What the task requires: Among the lines of data below, reproduce only those from the one with "every building window." through the one with "Quick check: Given the image above, locate every green", exactly as they stand, both ends included.

Material to process:

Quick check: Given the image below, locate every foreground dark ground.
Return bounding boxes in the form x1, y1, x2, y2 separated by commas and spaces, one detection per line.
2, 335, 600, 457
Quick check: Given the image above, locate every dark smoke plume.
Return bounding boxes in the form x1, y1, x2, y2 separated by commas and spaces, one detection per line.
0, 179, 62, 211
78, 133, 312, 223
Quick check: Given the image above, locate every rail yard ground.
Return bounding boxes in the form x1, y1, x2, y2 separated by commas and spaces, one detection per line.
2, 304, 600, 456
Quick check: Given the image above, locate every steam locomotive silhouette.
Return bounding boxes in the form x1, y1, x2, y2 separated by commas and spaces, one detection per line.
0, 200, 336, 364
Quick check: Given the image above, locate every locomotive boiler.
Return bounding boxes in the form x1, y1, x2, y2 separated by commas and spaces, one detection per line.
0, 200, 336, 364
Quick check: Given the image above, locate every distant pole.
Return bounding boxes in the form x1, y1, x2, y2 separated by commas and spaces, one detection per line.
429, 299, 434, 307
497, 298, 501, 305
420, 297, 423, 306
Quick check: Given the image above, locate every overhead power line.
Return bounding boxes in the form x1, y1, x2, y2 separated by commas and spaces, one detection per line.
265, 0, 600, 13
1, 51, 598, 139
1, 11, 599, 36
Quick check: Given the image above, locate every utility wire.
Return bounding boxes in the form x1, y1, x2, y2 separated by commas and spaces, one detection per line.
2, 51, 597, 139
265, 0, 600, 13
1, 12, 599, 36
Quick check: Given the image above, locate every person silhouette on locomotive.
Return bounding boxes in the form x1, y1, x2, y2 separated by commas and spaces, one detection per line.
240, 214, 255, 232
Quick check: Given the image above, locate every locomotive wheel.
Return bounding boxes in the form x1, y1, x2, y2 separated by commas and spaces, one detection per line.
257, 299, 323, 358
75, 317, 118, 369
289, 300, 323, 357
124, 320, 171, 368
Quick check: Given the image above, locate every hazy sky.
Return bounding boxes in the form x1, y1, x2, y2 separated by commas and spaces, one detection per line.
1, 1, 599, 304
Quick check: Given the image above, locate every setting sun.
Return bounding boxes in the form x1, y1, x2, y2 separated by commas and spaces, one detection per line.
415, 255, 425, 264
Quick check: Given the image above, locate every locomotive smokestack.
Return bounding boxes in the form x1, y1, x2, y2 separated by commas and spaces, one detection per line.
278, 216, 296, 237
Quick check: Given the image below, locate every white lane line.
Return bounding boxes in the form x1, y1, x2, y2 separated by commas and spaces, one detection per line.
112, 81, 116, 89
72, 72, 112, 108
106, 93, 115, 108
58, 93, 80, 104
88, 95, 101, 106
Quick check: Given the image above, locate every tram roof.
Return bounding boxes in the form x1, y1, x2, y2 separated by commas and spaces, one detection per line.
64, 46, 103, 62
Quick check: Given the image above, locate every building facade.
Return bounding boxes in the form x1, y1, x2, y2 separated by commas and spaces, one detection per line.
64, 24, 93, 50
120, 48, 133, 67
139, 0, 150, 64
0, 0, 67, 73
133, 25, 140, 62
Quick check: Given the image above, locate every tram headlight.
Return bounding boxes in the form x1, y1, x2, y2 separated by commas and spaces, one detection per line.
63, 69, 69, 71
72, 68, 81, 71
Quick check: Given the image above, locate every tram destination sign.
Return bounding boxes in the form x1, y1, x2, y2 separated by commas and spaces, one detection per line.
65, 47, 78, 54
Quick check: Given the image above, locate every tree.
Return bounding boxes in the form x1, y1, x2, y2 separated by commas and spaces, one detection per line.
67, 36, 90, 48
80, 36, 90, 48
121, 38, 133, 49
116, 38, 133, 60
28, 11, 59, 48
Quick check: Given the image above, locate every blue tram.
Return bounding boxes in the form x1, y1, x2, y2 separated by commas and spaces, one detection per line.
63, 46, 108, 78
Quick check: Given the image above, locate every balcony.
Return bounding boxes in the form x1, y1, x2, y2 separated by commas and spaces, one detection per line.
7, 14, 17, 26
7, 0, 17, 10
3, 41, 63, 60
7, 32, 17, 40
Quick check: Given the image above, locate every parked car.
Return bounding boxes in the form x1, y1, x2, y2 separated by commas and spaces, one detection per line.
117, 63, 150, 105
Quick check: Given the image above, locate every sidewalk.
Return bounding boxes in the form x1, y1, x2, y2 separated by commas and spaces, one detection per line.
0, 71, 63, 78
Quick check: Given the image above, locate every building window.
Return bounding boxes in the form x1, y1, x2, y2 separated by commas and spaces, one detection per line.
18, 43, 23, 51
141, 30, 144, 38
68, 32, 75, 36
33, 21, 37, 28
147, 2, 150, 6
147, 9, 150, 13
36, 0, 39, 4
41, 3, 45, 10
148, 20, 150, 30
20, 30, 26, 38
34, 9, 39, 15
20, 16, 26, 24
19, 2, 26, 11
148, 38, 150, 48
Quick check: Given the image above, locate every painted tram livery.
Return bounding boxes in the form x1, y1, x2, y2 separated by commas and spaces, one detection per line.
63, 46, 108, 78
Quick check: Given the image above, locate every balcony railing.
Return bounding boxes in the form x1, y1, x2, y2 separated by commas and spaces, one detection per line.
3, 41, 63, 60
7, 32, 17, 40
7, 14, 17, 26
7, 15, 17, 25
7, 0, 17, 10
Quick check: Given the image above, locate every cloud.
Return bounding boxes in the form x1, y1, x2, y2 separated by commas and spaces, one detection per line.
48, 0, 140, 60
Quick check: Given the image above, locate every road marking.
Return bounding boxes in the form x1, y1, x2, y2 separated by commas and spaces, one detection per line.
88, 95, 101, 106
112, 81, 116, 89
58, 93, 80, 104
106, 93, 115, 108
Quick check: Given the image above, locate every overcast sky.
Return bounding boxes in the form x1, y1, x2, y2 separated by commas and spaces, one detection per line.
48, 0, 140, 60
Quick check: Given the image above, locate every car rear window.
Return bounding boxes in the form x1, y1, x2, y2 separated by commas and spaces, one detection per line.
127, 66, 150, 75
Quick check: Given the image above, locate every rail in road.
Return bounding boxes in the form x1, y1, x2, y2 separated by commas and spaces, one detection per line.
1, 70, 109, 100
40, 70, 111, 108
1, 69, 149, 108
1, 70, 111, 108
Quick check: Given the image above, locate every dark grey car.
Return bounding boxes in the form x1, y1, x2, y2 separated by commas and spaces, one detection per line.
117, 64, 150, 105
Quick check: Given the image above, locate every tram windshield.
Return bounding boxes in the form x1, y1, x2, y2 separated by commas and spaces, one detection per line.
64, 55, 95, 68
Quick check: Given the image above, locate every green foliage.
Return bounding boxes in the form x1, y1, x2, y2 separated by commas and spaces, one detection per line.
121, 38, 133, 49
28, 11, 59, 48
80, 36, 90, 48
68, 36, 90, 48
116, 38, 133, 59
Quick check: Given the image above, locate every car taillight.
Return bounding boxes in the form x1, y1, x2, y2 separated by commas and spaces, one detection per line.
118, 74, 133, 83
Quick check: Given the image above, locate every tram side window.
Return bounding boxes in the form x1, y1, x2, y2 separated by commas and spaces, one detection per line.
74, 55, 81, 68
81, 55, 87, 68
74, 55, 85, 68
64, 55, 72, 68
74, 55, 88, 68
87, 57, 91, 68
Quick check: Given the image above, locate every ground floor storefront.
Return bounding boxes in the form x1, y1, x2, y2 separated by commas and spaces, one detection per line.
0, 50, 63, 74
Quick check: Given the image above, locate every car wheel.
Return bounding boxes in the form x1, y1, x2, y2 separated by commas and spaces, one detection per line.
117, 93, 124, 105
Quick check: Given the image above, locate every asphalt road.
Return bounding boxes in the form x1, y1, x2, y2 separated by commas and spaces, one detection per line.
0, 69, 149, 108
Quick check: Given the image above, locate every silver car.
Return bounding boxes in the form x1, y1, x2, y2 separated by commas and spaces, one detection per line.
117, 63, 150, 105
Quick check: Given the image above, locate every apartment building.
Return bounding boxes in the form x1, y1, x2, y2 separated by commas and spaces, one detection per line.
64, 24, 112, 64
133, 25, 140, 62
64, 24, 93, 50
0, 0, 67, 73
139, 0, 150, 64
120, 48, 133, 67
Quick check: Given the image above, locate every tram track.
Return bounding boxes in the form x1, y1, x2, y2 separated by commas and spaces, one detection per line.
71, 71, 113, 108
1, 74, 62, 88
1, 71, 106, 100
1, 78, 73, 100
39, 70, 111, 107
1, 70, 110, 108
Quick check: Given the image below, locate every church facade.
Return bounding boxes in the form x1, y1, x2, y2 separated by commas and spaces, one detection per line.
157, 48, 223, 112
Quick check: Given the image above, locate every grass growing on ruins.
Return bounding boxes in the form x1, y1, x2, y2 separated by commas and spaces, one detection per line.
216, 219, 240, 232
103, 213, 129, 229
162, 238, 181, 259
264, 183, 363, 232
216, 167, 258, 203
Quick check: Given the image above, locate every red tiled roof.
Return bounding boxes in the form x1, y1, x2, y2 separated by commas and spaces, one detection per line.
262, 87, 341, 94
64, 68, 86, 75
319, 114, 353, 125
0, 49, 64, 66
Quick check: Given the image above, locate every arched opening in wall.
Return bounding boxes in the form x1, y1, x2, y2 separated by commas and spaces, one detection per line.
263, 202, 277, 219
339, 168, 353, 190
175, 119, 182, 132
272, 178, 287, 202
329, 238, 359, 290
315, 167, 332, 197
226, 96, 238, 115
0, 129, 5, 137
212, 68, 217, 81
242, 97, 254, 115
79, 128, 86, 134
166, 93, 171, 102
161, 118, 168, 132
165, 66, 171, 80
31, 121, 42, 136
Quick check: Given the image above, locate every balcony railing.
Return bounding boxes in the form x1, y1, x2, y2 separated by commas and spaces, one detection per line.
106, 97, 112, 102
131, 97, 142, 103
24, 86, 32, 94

Exercise response:
Quick check: Given the image above, locate every building window.
Return bounding boxes in the form x1, y1, x2, y2 separated by commas and spaces, one detection per line.
18, 43, 23, 51
141, 30, 144, 38
68, 32, 75, 36
33, 21, 37, 28
147, 2, 150, 6
147, 9, 150, 13
36, 0, 39, 4
41, 3, 45, 10
148, 20, 150, 30
20, 30, 26, 38
34, 9, 39, 15
20, 16, 26, 24
19, 2, 26, 11
148, 38, 150, 48
Quick check: Given the image above, locate every painted tram livery.
Return bounding boxes in the form x1, y1, x2, y2 separated by commas and spaces, one detection per line.
63, 46, 108, 78
Quick check: Given the image above, locate every balcony railing.
Return bounding boxes in the form x1, y1, x2, y2 separated by commas and spaces, one detection per line.
3, 41, 63, 60
7, 32, 17, 40
7, 14, 17, 26
7, 15, 17, 25
7, 0, 17, 10
Quick check: Given the image above, locate every cloud.
Return bounding boxes in the form x1, y1, x2, y2 separated by commas and spaces, one detection per line.
48, 0, 140, 60
Quick check: Given the image above, locate every road marking.
Return bounding boxes in the form x1, y1, x2, y2 separated by commas and spaces, one detection per line.
88, 95, 101, 106
112, 81, 116, 89
58, 93, 80, 104
106, 93, 115, 108
Quick check: Given the image above, locate every overcast sky.
Return bounding boxes in the form x1, y1, x2, y2 separated by commas and spaces, one detection per line.
48, 0, 140, 60
Quick check: Given the image above, locate every car rear window.
Return bounding boxes in the form x1, y1, x2, y2 separated by commas and spaces, one detection per line.
127, 66, 150, 75
Quick check: Given the image above, locate every rail in road.
Return bounding boxes in the form x1, y1, x2, y2 separated by commas and spaces, one detection per line.
1, 70, 109, 100
40, 70, 111, 108
1, 69, 149, 108
1, 70, 111, 108
Quick check: Given the image above, locate every dark grey car.
Return bounding boxes in the form x1, y1, x2, y2 separated by commas and spaces, one detection per line.
117, 64, 150, 105
Quick check: Given the image above, locate every tram windshield.
Return bounding boxes in the form x1, y1, x2, y2 separated by commas and spaces, one detection per line.
64, 55, 95, 68
Quick check: Given the image above, locate every green foliage.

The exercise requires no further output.